** Start of PAGE EXTRACT **

Development of a Low-Cost Groundwater-Level Measuring Device

Abstract

Groundwater has emerged as an important source to meet the water requirements of various sectors including the major consumer of water like irrigation, domestic and industries. To meet the water requirement of rapidly expanding urban, industrial and agricultural sector of the country in a sustainable manner, optimum groundwater utilization is of fundamental importance. Reliable and periodic estimation of groundwater resource, is, therefore, a prime necessity for planning groundwater management such as artificial recharge, regulation of groundwater use, etc. These estimates form one of the key indices for identification of areas for implementation of various government-sponsored schemes/programmes. Groundwater being a dynamic system, the methodology for assessment requires continuous updating keeping abreast with the evolution in technologies. At grassroots, the technologies should be cheaper, reliable and simpler in usage. In this mammoth exercise of assessment of water resources, various organizations such as government and non-government join hands for this cause. Rural Technology Action Group (RuTAG) at IIT Delhi is an initiative of the Principal Scientific Adviser to GOI in providing technical interventions at grassroots for rural betterment, has taken up initiative to improve a low-cost and robust groundwater-level measuring device as requested by an NGO working for state water board in collecting data of groundwater in and around Chirawa, Rajasthan. The existing gadget developed by the NGO was unreliable and often give a false reading. This paper presents an overview of the development of robust and low-cost groundwater-level measuring device and its field testing.

1 Introduction

Water is an essential and vital component of our life support system. The groundwater resources are being utilized for drinking, irrigation, and industrial purposes. However, in recent years, due to the increase in population and other economic activities, serious concern has been expressed that groundwater resources have been overexploited, while their conservation has been slow and there is fear that groundwater may become inadequate to support future development activities. It is, therefore, pertinent to evolve strategies for sustainable water resource management. There is a growing concern about the deterioration of groundwater quality. The quality of groundwater has undergone a change to the extent that the use of such water could be hazardous.

Central Ground Water Board, under the Ministry of Water Resources, is the National Apex Agency for investigations, evaluation and management of groundwater resources has the mandate to develop and disseminate technologies, and to monitor and implement national policies for the Scientific and Sustainable development and management of India’s Ground Water Resources, including their exploration, assessment, conservation, augmentation, protection from geogenic pollution and distribution, based on principles of economic and ecological efficiency and equity [1, 2].

** End of PAGE EXTRACT **

→ **INSTRUCTIONS**:
- A) According to the groundwater paper, in and around which town in Rajasthan was the NGO collecting groundwater data?
- B) Condense the paragraph of the groundwater paper beginning "Water is an essential and vital component" into a short list that keeps its main facts.
- C) Write out the part of the groundwater paper that opens with the words containing "Central Ground Water" and closes with "equity [1, 2].", with "disseminate" changed to "spread".
The data after this point come from a separate source.

** Start of SOURCE MATERIAL **

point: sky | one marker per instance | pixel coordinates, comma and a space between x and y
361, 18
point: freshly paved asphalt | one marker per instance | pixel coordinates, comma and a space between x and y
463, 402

** End of SOURCE MATERIAL **

→ **RESPONSES FOR EACH TASK**:
- A) Chirawa.

- B)
- Water is a vital part of our life support system.
- Groundwater is used for drinking, irrigation, and industry.
- Population growth and economic activity have raised concern that groundwater is overexploited, conservation has been slow, and supplies may not support future development.
- Strategies for sustainable water resource management are therefore needed.
- Groundwater quality is deteriorating, to the point that using such water could be hazardous.

- C)
Central Ground Water Board, under the Ministry of Water Resources, is the National Apex Agency for investigations, evaluation and management of groundwater resources has the mandate to develop and spread technologies, and to monitor and implement national policies for the Scientific and Sustainable development and management of India’s Ground Water Resources, including their exploration, assessment, conservation, augmentation, protection from geogenic pollution and distribution, based on principles of economic and ecological efficiency and equity [1, 2].